Data items:
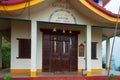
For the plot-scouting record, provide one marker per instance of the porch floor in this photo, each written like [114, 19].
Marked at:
[55, 74]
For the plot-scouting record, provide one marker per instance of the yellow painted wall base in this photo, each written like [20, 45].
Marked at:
[23, 70]
[33, 74]
[107, 68]
[89, 73]
[39, 70]
[79, 70]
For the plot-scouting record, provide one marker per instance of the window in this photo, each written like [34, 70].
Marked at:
[93, 50]
[24, 48]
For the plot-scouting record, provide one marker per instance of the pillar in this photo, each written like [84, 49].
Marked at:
[107, 53]
[33, 72]
[88, 50]
[0, 52]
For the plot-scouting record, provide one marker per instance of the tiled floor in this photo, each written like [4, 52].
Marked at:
[55, 74]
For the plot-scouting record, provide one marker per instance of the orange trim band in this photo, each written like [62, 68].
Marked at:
[23, 70]
[19, 6]
[89, 73]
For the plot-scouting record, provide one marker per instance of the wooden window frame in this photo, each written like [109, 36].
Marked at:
[24, 46]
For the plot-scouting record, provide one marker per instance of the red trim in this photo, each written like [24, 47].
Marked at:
[102, 8]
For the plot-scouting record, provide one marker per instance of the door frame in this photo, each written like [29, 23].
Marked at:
[59, 32]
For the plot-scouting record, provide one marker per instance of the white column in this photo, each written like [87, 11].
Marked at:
[88, 49]
[33, 48]
[0, 52]
[107, 53]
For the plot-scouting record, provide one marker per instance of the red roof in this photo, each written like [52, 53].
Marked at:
[101, 8]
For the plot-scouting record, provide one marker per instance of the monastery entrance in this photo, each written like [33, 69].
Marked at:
[59, 52]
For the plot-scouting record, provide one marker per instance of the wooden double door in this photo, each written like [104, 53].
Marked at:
[59, 52]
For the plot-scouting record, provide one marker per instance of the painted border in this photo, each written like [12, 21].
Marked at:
[97, 11]
[15, 19]
[79, 25]
[19, 6]
[58, 10]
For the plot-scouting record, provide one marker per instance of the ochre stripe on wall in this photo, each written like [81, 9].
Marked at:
[19, 6]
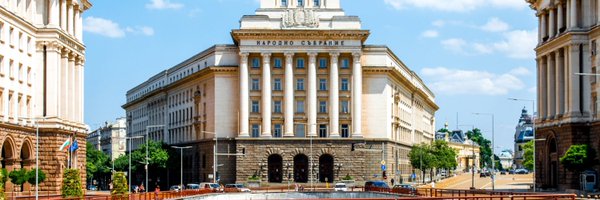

[TASK BRIEF]
Go through the records and count the lines that include the string "floor"; state that number alone.

[RESULT OF THIS EXERCISE]
2